[What to work on]: Please convert only the part of the records that opens with the line containing "In the photograph above, where can the purple" and closes at the end of the records into a Markdown table with the columns Row and Entry, leaving out any blank lines.

Position labeling records:

>>>>

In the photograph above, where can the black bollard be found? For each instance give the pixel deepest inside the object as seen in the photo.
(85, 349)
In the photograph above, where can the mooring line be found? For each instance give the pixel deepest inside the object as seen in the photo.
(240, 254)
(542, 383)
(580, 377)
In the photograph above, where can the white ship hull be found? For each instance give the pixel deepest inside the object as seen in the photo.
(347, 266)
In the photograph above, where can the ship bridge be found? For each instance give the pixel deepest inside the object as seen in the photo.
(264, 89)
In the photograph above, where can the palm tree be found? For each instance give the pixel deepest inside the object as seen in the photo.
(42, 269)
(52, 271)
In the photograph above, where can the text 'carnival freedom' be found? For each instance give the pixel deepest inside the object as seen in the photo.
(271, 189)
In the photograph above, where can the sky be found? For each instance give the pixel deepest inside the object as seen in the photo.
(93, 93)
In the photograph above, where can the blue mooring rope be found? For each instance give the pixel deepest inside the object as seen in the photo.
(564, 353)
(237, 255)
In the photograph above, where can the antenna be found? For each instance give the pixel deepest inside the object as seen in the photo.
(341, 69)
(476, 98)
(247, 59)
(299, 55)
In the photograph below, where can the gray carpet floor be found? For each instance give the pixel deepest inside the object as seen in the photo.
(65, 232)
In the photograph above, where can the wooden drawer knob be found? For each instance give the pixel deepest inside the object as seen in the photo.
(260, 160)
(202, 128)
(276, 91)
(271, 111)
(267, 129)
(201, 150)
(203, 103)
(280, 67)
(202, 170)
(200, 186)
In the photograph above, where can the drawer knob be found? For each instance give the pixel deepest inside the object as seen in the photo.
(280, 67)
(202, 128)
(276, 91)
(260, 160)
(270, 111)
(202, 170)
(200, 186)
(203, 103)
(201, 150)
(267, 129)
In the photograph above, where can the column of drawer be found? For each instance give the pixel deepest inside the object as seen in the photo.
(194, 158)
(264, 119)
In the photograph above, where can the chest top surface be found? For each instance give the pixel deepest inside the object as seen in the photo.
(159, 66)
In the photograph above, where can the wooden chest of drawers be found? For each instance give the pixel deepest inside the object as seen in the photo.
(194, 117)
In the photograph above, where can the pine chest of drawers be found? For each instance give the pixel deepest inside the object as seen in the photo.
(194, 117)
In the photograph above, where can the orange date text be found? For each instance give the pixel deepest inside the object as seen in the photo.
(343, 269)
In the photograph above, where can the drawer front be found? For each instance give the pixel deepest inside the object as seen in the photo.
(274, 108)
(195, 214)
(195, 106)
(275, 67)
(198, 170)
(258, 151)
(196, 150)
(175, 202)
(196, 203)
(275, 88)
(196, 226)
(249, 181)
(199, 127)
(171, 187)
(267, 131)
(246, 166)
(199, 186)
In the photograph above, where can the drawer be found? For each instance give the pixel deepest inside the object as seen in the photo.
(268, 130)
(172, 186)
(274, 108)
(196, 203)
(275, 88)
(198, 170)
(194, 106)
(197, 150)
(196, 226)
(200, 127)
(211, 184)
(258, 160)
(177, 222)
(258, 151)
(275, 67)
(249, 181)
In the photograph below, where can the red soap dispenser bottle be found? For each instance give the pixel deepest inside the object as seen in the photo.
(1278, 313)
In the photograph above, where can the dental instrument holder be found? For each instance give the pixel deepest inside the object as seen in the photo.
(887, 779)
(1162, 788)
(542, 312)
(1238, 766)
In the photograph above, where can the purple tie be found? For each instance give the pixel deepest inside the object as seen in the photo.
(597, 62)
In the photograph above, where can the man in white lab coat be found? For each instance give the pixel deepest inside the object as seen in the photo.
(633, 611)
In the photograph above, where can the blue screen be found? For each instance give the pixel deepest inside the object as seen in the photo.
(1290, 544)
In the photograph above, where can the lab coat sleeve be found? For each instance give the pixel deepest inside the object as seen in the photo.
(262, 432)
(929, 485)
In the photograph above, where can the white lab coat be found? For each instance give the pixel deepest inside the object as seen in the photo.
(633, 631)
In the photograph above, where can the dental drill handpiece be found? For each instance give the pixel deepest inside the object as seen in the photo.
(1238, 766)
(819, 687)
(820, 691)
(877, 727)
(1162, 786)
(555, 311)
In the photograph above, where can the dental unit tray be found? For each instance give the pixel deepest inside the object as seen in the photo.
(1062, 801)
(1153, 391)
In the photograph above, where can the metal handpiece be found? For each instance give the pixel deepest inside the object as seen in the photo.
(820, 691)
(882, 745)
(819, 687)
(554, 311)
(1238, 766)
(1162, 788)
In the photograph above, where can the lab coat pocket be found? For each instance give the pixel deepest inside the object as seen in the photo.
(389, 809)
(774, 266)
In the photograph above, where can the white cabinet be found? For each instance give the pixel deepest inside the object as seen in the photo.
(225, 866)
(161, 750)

<<<<

[Exercise output]:
| Row | Entry |
|---|---|
| 1 | In the photograph above, where can the purple tie be found? For each instance give the pixel deepest inside the object as seen in the photo. |
| 2 | (597, 62) |
| 3 | In the photograph above, where can the man in white lab coat be found? For each instance give the pixel deepest inside the object as seen in the photo. |
| 4 | (633, 611) |
| 5 | In the photograph above, where can the blue screen be found? For each instance give the pixel deepest inside the object as seen in the photo. |
| 6 | (1290, 544) |
| 7 | In the photograph above, where can the lab coat sleeve be found? For each instance give the pixel deepest inside the object as seen in the photo. |
| 8 | (262, 432) |
| 9 | (929, 485) |
| 10 | In the photograph above, where can the white lab coat be found? For each instance give the pixel deepest inside the object as seen in the photo. |
| 11 | (633, 631) |
| 12 | In the photograph above, where can the dental drill handpiece be found? For each instance give the pixel deepest inside the object as seen in the photo. |
| 13 | (1238, 766) |
| 14 | (819, 687) |
| 15 | (820, 691) |
| 16 | (877, 727) |
| 17 | (1162, 786) |
| 18 | (555, 311) |
| 19 | In the photograph above, where can the dental unit tray be found? For each instance give the pixel deepest inside the object as seen in the photo. |
| 20 | (1062, 801) |
| 21 | (1153, 391) |
| 22 | In the photograph above, where can the metal handpiece be found? For each instance give the pixel deepest inside the object as seen in the photo. |
| 23 | (820, 691) |
| 24 | (882, 745) |
| 25 | (819, 687) |
| 26 | (554, 311) |
| 27 | (1238, 766) |
| 28 | (1162, 788) |
| 29 | In the photograph above, where can the lab coat pocket be found? For each instance give the pixel deepest inside the object as seen in the photo. |
| 30 | (389, 809) |
| 31 | (774, 266) |
| 32 | In the photograph above, where can the white cabinet be found? For each instance give the pixel deepest inside the object as seen in the photo. |
| 33 | (225, 866) |
| 34 | (161, 750) |